Envoyé par Utilisateur anonyme 
Utilisateur anonyme
03 mars 2008, 15:53   Mai 68 : une légitimation des "limites".
Dans le prolongement de ce qui s'est dit sur le forum à propos de Mai 68, Cornelius Castoriadis ("La montée de l'insignifiance", Seuil, 1996) souligne que si les "Ecrits" de Lacan - Lacan qui selon lui était tout sauf révolutionnaire, mais seulement et invariablement lacanaire, et lacaniste - "vendent 30 000 exemplaires avant 68, et qu'ils vendront 300 000 après," cela est dû, selon lui, plus encore qu'à "l'habilité médiatico-mercantile du personnage", à "l'échec de Mai 68", sachant pertinemment que personne, connaissant l'homme et ses écrits, n'aurait osé penser sérieusement que Lacan eût pu avoir affaire en quoi que ce soit avec un mouvement social et politique. Et Castoriadis de conclure : "Ce que les idéologues fournissent après coup, c'est à la fois une légitimation des "limites" (des limitations, en fin de compte : des faiblesses historiques) du mouvement de Mai : vous n'avez pas essayé de prendre le pouvoir, vous avez eu raison ; vous n'avez même pas essayé de constituer des contre-pouvoirs, vous avez encore eu raison, car qui dit contre-pouvoir dit pouvoir, etc." (p. 33)
Dans les années cinquante, il fallait avoir dans sa bibliothèque L'être et le néant de Sartre ; vingt ans plus tard, c'était les Ecrits de Lacan. Dans les deux cas, la proportion de ceux, parmi les possesseurs de ces indigestes pavés, qui ont lu plus d'une page ou deux est paraît-il infime. Et pourtant, l'influence intellectuelle des deux auteurs fut grande mais elle passait par d'autres canaux, d'autres vecteurs.
Utilisateur anonyme
03 mars 2008, 17:00   Re : Les Aveux
En tout cas, le message de M. Wagner me fait cruellement prendre conscience de mes propres limites : j'ai eu beau le relire trois fois, je n'y ai toujours rien compris...
Utilisateur anonyme
03 mars 2008, 17:14   Re : Mai 68 : une légitimation des "limites".

_____

**CONSIGNES**
- A) Dites si chacun des énoncés suivants concorde avec le fil de discussion sur Mai 68, en répondant par oui ou non et en citant mot pour mot le passage décisif. (i) Selon Castoriadis, les Écrits de Lacan se vendaient à 30 000 exemplaires avant 68. (ii) Castoriadis voit en Lacan un révolutionnaire. (iii) Dans les années cinquante, il fallait avoir dans sa bibliothèque les Écrits de Lacan.
- B) Poursuivez le fil de discussion sur Mai 68 à la suite de sa dernière ligne.

**Entrées brutes**

_____

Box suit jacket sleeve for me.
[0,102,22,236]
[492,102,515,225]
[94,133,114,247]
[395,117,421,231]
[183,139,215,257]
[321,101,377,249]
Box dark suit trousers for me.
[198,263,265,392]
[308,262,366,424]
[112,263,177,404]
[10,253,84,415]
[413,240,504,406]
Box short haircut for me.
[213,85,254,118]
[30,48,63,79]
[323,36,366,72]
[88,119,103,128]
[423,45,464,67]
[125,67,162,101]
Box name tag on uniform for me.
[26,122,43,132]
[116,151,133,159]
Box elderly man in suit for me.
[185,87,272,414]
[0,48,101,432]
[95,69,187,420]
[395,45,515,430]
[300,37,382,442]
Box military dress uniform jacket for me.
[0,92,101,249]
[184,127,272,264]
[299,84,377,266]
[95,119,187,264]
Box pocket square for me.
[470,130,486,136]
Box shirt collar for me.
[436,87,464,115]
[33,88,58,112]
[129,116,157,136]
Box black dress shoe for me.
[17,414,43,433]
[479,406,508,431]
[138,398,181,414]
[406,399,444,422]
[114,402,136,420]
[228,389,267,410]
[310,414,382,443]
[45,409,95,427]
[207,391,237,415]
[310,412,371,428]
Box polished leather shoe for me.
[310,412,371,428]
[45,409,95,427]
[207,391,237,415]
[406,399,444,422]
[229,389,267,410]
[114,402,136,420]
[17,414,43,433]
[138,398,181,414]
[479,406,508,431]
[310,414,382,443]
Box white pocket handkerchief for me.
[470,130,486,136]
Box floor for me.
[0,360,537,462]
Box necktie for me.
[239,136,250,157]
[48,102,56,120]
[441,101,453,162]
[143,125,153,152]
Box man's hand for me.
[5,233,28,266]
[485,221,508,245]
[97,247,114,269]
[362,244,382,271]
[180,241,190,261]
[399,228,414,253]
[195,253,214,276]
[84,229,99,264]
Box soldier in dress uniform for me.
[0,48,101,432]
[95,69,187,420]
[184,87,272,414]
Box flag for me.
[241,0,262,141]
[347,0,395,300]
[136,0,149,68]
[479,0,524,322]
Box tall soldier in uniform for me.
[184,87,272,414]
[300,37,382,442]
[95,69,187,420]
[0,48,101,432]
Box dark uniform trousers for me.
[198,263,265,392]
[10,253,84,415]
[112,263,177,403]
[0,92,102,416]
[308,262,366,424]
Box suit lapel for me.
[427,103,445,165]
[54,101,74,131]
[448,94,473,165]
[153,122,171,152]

_____

**CORRIGÉ**
- A)
(i) Oui : « vendent 30 000 exemplaires avant 68 ».
(ii) Non : « Lacan qui selon lui était tout sauf révolutionnaire ».
(iii) Non : « Dans les années cinquante, il fallait avoir dans sa bibliothèque L'être et le néant de Sartre ».

- B)
"Dans les deux cas, la proportion, parmi les possesseurs de ces indigestes pavés, qui ont lu plus d'une page ou deux est paraît-il infime. Et pourtant, l'influence intellectuelle des deux auteurs fut grande mais elle passait par d'autres canaux, d'autres vecteurs.



Oui, et on ne peut expliquer si forte (et tenace) "influence intellectuelle" par la seule "habilité médiatico-mercantile" de ces deux personnages... Aujourd'hui l'"influence intellectuelle" est plus lâche, sans visage, toujours anonyme. On pourrait parler d'une "influence médiatico-intellectuelle diffuse".
Utilisateur anonyme
03 mars 2008, 17:24   La schize d'Alexis.
" j'ai eu beau le relire trois fois, je n'y ai toujours rien compris..."


La présence pertubatrice de Lacan, peut-être... dont on sait que la thèse centrale à toujours été que la schize (le clivage) du sujet (ici Alexis) vaut aliénation structurale et donc insurmontable.
03 mars 2008, 19:23   Re : Les Aveux
Cher Alexis, il y a moins de dix ans est paru " Impostures intellectuelles " de Sokal et Bricmont, les explications de Lacan y sont analysées par des scientifiques (je ne suis pas en mesure d'être plus précise n'ayant pas ce livre sous la main), et démontées sans passion partisane...Quel tollé dans la classe intellectuelle mondaine : il y en avait d'autres à avoir été débusqués pour leurs métaphores farfelues.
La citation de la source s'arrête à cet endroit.